Liputan6.com, Jakarta - Tubuh ibu hamil bisa mengalami berbagai perubahan ketika sedang mengandung. Namun, ada beberapa kondisi yang perlu dihindari pada ibu hamil, salah satunya preeklamsia atau preeklampsia.
Preeklamsia adalah kondisi yang dapat terjadi pada masa kehamilan. Khususnya, risiko preeklamsia lebih tinggi saat kehamilan mulai memasuki usia lebih dari 20 minggu.
Advertisement
Selain itu, preeklamsia juga masih bisa terjadi bahkan setelah ibu melahirkan.
Melansir laman Health pada Senin 28 Agustus 2023, preeklamsia menyebabkan ibu hamil mengalami tekanan darah tinggi dan bertambahnya kadar protein dalam urine.
Preeklamsia penting untuk dihindari lantaran dapat berdampak pada kesehatan ibu hamil maupun bayi.
Itulah mengapa preeklamsia penting untuk ditangani dengan segera dengan mengenali gejala-gejalanya.
Lantas, apa saja gejala preeklamsia yang bisa diwaspadai? Berikut di antaranya.
Gejala Preeklamsia
Menurut keterangan dalam AHA Journals merujuk pada studi milik Sarosh Rana dan rekannya, gejala preeklamsia berkembang di antara usia kehamilan 34-37 minggu. Namun, bisa pula dimulai setelah melahirkan tepatnya ketika masa nifas.
Umumnya, tekanan darah normal akan berada di bawah 120/80 mm Hg. Sehingga, tekanan darah tinggi dapat diklasifikasikan jika tekanan darah sistolik berada di atas 140 mm Hg atau lebih, dan tekanan darah diastolik 90 mm Hg.
Selain tekanan darah tinggi, gejala umum preeklamsia lainnya meliputi kadar protein dalam urin yang tinggi dan bengkak pada bagian anggota tubuh.

- KUMPULAN DATA
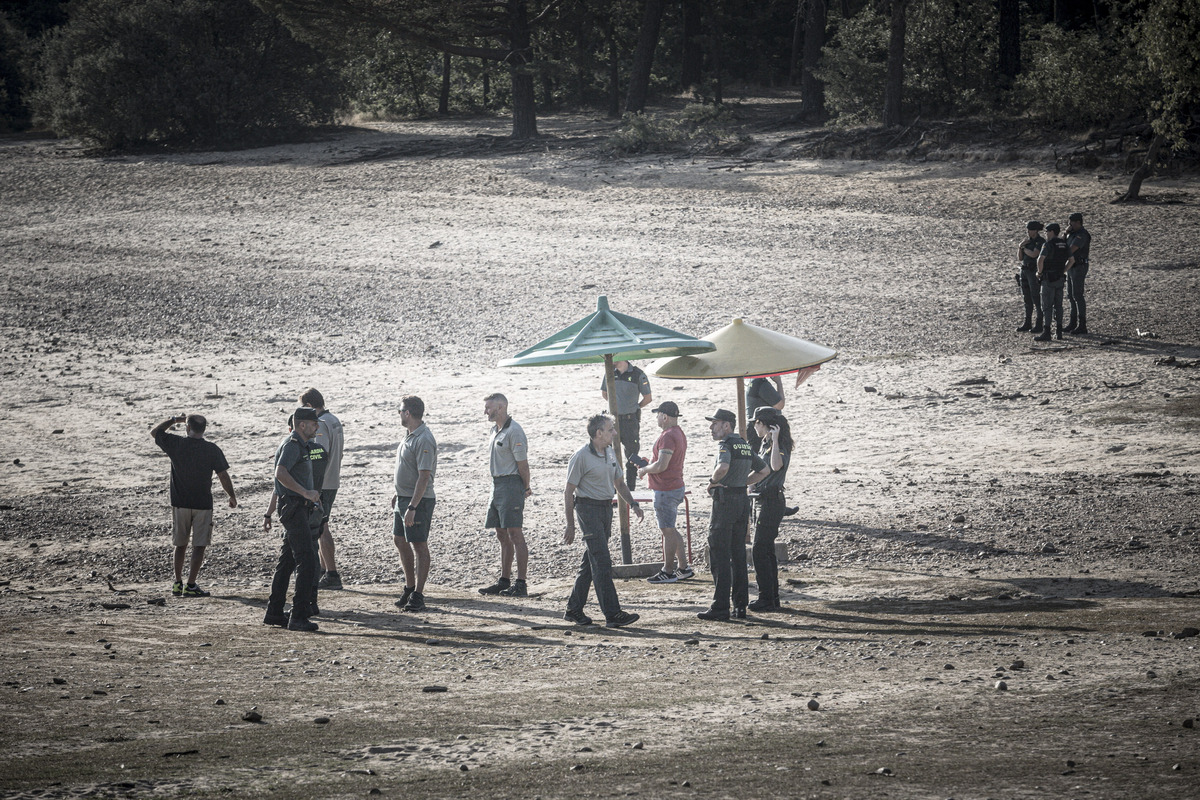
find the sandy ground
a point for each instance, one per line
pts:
(975, 507)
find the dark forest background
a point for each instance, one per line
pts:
(131, 73)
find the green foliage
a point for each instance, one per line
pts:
(216, 72)
(1168, 40)
(695, 128)
(1075, 79)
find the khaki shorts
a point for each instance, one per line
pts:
(196, 523)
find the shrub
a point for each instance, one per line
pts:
(215, 72)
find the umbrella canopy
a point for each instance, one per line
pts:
(745, 350)
(607, 334)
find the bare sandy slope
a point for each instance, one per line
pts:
(967, 497)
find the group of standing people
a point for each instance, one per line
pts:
(1048, 266)
(306, 477)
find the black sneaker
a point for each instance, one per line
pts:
(496, 588)
(713, 615)
(519, 589)
(622, 619)
(579, 618)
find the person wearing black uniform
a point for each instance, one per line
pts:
(762, 392)
(736, 467)
(777, 452)
(633, 395)
(298, 503)
(318, 457)
(1027, 278)
(1053, 265)
(1079, 241)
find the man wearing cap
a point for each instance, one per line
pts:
(1053, 265)
(593, 475)
(1079, 241)
(417, 461)
(665, 477)
(193, 462)
(633, 394)
(331, 439)
(509, 464)
(299, 507)
(736, 467)
(1031, 289)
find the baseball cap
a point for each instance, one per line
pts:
(723, 415)
(667, 408)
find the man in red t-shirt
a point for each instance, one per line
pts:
(666, 479)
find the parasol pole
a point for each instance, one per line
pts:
(610, 382)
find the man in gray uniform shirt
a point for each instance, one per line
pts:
(633, 394)
(592, 476)
(417, 459)
(510, 487)
(329, 435)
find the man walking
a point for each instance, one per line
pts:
(1054, 263)
(509, 465)
(665, 477)
(1079, 241)
(736, 467)
(330, 438)
(593, 475)
(417, 461)
(299, 505)
(633, 394)
(192, 463)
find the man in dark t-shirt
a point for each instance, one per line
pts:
(193, 461)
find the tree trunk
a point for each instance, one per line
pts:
(893, 89)
(1009, 41)
(813, 88)
(444, 95)
(643, 56)
(691, 68)
(1133, 194)
(525, 109)
(793, 62)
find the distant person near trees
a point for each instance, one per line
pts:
(1053, 265)
(417, 461)
(192, 463)
(1027, 278)
(331, 439)
(633, 394)
(665, 477)
(509, 465)
(1080, 242)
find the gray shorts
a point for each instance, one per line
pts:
(666, 506)
(507, 509)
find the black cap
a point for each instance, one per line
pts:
(667, 408)
(723, 415)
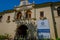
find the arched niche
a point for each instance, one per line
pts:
(19, 15)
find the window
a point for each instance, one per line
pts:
(58, 11)
(41, 14)
(28, 14)
(19, 15)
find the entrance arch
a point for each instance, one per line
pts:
(19, 15)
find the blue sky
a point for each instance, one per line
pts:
(9, 4)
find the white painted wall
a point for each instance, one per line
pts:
(48, 14)
(8, 28)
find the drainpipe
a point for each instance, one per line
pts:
(54, 22)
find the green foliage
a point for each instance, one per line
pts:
(57, 38)
(5, 36)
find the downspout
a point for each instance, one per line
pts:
(54, 22)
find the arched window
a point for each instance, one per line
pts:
(58, 11)
(41, 14)
(28, 14)
(19, 15)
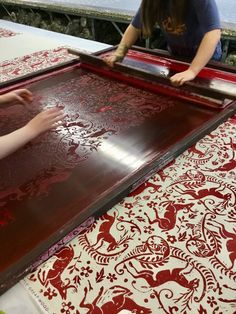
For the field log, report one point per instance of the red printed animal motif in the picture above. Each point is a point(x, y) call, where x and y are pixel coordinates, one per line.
point(168, 221)
point(230, 242)
point(53, 277)
point(143, 187)
point(231, 164)
point(196, 151)
point(206, 193)
point(117, 298)
point(104, 234)
point(164, 276)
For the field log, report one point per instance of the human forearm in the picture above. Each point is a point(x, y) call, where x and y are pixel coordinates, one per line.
point(13, 141)
point(129, 38)
point(205, 51)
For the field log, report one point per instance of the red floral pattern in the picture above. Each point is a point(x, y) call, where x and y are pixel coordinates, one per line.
point(169, 247)
point(7, 33)
point(35, 62)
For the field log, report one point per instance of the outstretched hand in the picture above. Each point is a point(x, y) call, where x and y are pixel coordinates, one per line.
point(45, 121)
point(182, 77)
point(19, 96)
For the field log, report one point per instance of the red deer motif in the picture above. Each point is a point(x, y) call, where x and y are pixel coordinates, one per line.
point(164, 276)
point(232, 162)
point(63, 258)
point(206, 193)
point(104, 234)
point(117, 301)
point(230, 243)
point(168, 221)
point(143, 187)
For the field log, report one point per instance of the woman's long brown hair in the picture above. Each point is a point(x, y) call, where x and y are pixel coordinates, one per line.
point(155, 11)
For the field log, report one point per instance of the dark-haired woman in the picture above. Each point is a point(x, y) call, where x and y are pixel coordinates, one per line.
point(191, 29)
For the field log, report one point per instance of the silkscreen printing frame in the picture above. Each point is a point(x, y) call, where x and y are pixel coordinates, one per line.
point(39, 222)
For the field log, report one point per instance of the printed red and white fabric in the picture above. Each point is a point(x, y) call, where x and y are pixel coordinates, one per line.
point(33, 63)
point(169, 247)
point(7, 33)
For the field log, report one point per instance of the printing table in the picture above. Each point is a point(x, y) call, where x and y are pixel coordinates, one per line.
point(121, 126)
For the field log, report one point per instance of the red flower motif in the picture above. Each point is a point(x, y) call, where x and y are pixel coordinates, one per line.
point(50, 293)
point(86, 271)
point(171, 239)
point(67, 307)
point(111, 277)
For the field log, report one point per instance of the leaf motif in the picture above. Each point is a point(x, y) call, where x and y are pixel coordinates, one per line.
point(182, 236)
point(100, 275)
point(139, 218)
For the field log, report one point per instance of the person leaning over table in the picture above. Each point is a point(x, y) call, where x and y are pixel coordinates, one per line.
point(42, 122)
point(190, 27)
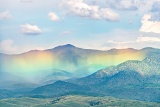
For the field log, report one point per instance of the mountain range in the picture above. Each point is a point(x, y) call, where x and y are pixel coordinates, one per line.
point(127, 80)
point(63, 70)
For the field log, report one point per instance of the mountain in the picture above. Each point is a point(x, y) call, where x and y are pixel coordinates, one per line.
point(6, 94)
point(56, 75)
point(36, 65)
point(58, 88)
point(127, 80)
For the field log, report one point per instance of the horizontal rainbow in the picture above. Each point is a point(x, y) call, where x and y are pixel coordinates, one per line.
point(39, 63)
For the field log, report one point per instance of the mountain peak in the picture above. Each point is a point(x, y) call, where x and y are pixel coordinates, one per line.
point(68, 45)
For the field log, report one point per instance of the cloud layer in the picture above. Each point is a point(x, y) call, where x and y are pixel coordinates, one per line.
point(29, 29)
point(5, 15)
point(53, 16)
point(80, 8)
point(7, 46)
point(148, 25)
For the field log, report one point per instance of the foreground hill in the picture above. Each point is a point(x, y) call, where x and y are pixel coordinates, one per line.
point(35, 65)
point(75, 101)
point(127, 80)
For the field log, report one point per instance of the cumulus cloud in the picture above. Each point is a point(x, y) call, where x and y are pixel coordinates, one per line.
point(148, 25)
point(80, 8)
point(29, 29)
point(5, 15)
point(66, 33)
point(156, 6)
point(124, 4)
point(53, 16)
point(7, 46)
point(148, 39)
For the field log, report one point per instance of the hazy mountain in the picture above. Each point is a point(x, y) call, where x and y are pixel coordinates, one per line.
point(56, 75)
point(6, 94)
point(35, 65)
point(126, 80)
point(59, 88)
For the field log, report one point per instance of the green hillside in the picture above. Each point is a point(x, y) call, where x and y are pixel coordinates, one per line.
point(75, 101)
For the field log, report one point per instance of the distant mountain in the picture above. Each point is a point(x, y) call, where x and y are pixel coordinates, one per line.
point(127, 80)
point(36, 65)
point(6, 94)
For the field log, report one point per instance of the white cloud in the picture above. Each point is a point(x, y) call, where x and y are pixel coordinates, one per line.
point(5, 15)
point(7, 46)
point(30, 29)
point(156, 6)
point(124, 4)
point(148, 25)
point(66, 33)
point(53, 16)
point(148, 39)
point(80, 8)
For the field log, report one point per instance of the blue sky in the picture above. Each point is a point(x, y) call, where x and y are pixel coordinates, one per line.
point(41, 24)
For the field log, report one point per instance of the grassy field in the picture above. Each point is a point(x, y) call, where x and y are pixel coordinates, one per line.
point(74, 101)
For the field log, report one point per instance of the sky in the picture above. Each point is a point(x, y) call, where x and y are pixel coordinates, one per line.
point(93, 24)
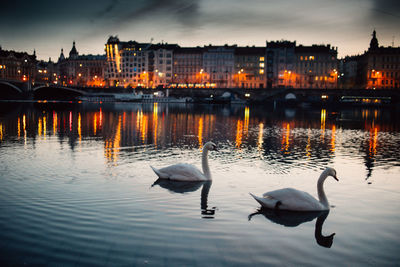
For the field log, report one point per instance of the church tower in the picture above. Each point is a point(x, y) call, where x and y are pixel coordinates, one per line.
point(61, 57)
point(373, 45)
point(73, 54)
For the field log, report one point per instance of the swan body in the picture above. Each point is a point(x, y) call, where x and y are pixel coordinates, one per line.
point(187, 172)
point(296, 200)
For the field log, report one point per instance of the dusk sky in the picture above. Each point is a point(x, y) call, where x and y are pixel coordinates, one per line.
point(48, 26)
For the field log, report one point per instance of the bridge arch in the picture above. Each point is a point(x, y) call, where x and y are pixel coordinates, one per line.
point(11, 86)
point(53, 92)
point(290, 96)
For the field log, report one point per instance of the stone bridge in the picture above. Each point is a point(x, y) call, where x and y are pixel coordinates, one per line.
point(24, 90)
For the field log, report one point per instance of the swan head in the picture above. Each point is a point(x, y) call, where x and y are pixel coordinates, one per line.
point(331, 172)
point(210, 146)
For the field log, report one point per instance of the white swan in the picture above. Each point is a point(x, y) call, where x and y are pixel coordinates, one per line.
point(188, 172)
point(295, 200)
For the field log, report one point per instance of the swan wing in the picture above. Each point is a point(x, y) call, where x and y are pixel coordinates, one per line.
point(180, 172)
point(295, 200)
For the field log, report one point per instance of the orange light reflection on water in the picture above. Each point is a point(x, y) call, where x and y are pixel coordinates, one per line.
point(323, 122)
point(260, 136)
point(333, 140)
point(19, 128)
point(95, 124)
point(286, 139)
point(200, 132)
point(44, 127)
point(373, 140)
point(40, 127)
point(79, 127)
point(155, 123)
point(55, 123)
point(239, 133)
point(308, 147)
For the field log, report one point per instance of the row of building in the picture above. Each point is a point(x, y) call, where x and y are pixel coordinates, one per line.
point(278, 64)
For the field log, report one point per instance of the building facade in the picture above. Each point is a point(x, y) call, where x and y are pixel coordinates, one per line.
point(249, 71)
point(127, 63)
point(219, 65)
point(81, 70)
point(316, 66)
point(188, 67)
point(17, 66)
point(381, 66)
point(280, 63)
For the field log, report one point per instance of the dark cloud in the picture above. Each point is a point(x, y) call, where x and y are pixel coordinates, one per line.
point(386, 10)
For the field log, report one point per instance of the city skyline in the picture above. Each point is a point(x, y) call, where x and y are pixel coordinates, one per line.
point(48, 26)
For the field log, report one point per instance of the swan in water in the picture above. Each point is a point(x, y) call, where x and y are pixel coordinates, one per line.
point(295, 200)
point(293, 219)
point(186, 172)
point(185, 187)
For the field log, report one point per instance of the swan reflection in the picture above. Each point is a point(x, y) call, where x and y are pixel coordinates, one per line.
point(293, 219)
point(186, 187)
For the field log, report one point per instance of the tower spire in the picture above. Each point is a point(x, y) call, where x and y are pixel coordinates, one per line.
point(374, 42)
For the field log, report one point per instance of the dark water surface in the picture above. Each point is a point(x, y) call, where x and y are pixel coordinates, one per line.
point(76, 187)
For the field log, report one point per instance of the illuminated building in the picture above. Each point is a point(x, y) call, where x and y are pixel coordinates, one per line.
point(377, 68)
point(381, 66)
point(17, 66)
point(296, 66)
point(249, 71)
point(126, 63)
point(81, 70)
point(188, 66)
point(316, 66)
point(350, 73)
point(280, 57)
point(46, 72)
point(160, 63)
point(219, 64)
point(138, 64)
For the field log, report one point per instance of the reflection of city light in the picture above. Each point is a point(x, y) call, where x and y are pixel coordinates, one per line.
point(308, 147)
point(95, 124)
point(44, 127)
point(333, 140)
point(239, 133)
point(286, 139)
point(40, 127)
point(155, 123)
point(55, 122)
point(117, 140)
point(200, 132)
point(124, 121)
point(260, 136)
point(100, 118)
point(24, 127)
point(19, 128)
point(70, 121)
point(79, 127)
point(246, 119)
point(323, 120)
point(373, 140)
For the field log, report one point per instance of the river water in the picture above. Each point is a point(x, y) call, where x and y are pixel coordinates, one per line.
point(76, 187)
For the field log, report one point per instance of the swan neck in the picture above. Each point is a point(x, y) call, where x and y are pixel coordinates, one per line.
point(204, 163)
point(321, 193)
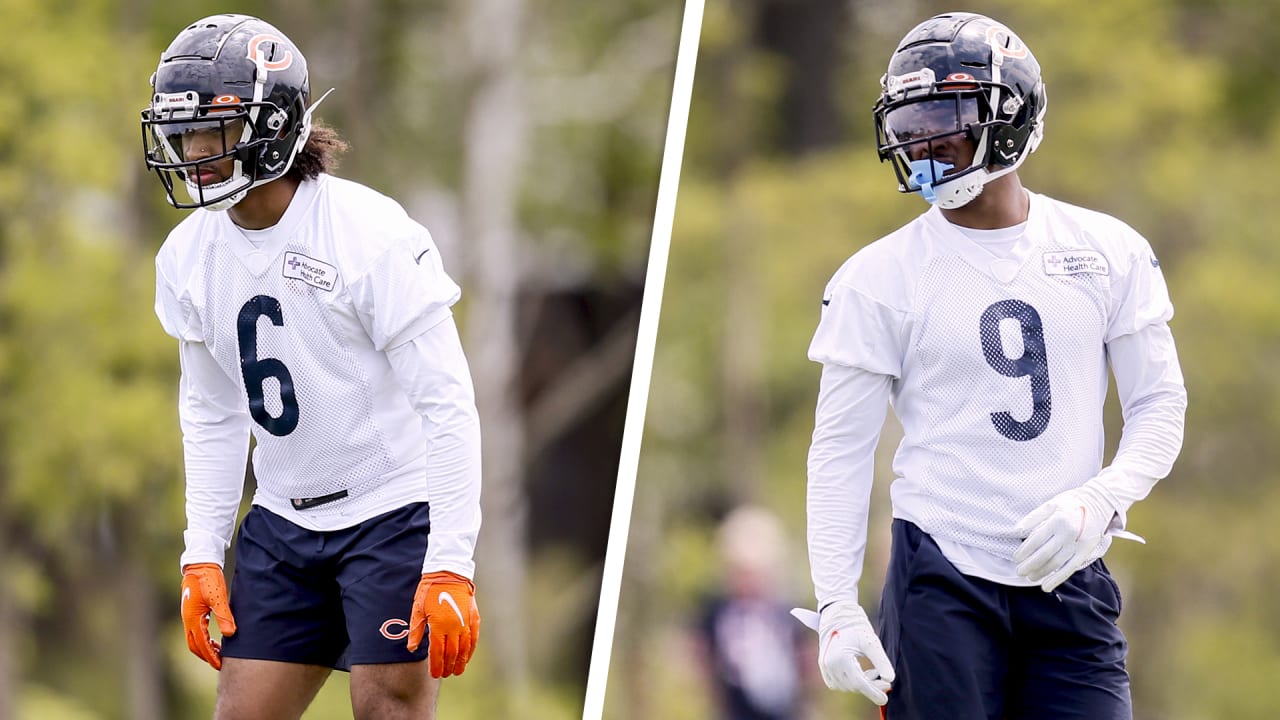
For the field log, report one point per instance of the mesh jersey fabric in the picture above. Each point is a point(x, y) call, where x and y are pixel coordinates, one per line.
point(301, 323)
point(999, 364)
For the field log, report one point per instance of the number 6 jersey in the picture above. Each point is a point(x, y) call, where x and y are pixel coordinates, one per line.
point(293, 332)
point(997, 364)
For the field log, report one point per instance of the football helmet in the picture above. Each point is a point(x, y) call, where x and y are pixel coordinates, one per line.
point(228, 110)
point(959, 77)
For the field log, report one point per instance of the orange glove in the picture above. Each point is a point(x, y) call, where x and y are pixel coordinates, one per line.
point(204, 589)
point(446, 602)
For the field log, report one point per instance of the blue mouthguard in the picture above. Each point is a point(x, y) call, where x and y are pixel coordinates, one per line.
point(924, 172)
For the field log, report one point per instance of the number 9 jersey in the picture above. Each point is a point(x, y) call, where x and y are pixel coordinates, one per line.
point(999, 360)
point(298, 319)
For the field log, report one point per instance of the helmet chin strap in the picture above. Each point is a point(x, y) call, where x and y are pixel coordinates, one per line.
point(199, 192)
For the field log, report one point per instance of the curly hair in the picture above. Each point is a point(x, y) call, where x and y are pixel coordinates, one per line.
point(320, 154)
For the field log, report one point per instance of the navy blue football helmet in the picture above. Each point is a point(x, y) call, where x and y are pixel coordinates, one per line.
point(237, 87)
point(959, 74)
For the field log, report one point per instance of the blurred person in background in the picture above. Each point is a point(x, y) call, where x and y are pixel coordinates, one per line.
point(754, 656)
point(316, 314)
point(988, 322)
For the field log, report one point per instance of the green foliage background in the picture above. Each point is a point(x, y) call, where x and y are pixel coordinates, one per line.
point(1162, 113)
point(91, 488)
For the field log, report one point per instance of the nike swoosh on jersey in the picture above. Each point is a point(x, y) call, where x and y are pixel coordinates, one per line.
point(447, 597)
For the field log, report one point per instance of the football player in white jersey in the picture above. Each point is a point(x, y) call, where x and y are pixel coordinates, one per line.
point(988, 323)
point(314, 314)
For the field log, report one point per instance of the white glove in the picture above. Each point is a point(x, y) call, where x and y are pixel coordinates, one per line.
point(1061, 536)
point(844, 636)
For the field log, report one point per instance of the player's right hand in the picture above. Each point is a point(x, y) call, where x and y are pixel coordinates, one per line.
point(844, 636)
point(204, 591)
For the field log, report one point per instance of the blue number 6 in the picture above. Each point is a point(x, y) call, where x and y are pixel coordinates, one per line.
point(1032, 364)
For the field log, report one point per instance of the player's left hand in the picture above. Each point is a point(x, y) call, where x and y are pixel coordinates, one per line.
point(446, 606)
point(1061, 536)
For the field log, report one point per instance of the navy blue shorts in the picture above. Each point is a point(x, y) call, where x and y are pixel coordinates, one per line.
point(333, 598)
point(967, 648)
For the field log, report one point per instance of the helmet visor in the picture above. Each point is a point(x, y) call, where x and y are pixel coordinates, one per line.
point(929, 119)
point(201, 149)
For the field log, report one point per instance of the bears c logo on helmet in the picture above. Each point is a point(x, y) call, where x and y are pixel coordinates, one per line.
point(255, 51)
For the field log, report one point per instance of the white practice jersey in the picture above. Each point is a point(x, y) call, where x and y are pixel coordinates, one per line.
point(999, 365)
point(301, 320)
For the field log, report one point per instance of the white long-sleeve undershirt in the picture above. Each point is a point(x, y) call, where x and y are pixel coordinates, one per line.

- TUGAS DIKERJAKAN
Teruskan teks tentang preeklamsia di atas, dimulai sesudah kalimat terakhirnya.

- HASIL
Preeklamsia turut berisiko mengalami perkembangan menjadi preeklamsia berat. Saat mengalami preeklamsia berat, maka tekanan darah berada di atas 160/110 mm Hg.
Gejala yang Terjadi Saat Preeklamsia Berat
Selain tekanan darah yang meningkat di atas 160/110 mm Hg, adapun beberapa gejala preeklamsia berat lain. Berikut di antaranya.
- Pembengkakan yang tiba-tiba dan parah di wajah, kaki, pergelangan kaki, atau tangan
- Kenaikan berat badan dengan cepat. Seperti lebih dari 5 pon atau 2,3 kilogram dalam satu minggu
- Sakit kepala parah yang tidak kunjung sembuh
- Sakit perut di sisi kanan, tepat di bawah tulang rusuk
- Perubahan penglihatan. Melihat lampu berkedip, penglihatan kabur, atau peka terhadap cahaya
- Masalah pernapasan seperti munculnya sesak napas
- Nyeri dada, seperti muncul rasa sesak atau penuh di dada, yang seringkali membutuhkan perhatian medis segera
- Perubahan mental. Mudah teriritasi, marah, atau bingung
Advertisement
Gejala Preeklamsia Dapat Memengaruhi Bayi
Tak hanya dapat memengaruhi ibu, preeklamsia yang masuk kategori berat dapat menurunkan jumlah cairan ketuban di sekitar bayi.
Saat air ketuban bayi berkurang, aliran darah bayi dapat mengalami gangguan dan jumlah oksigen dan nutrisi yang masuk ke bayi pun ikut terbatas.
Hal itulah yang menyebabkan preeklamsia dapat memengaruhi pertumbuhan dan perkembangan bayi hingga menyebabkan komplikasi.
Dampak Preeklamsia pada Bayi dan Kelahirannya
Orangtua dengan preeklampsia berat atau tidak diobati juga berisiko membuat pertumbuhan janin menjadi lebih lambat karena tidak mendapatkan cukup darah dan oksigen yang membawa nutrisi.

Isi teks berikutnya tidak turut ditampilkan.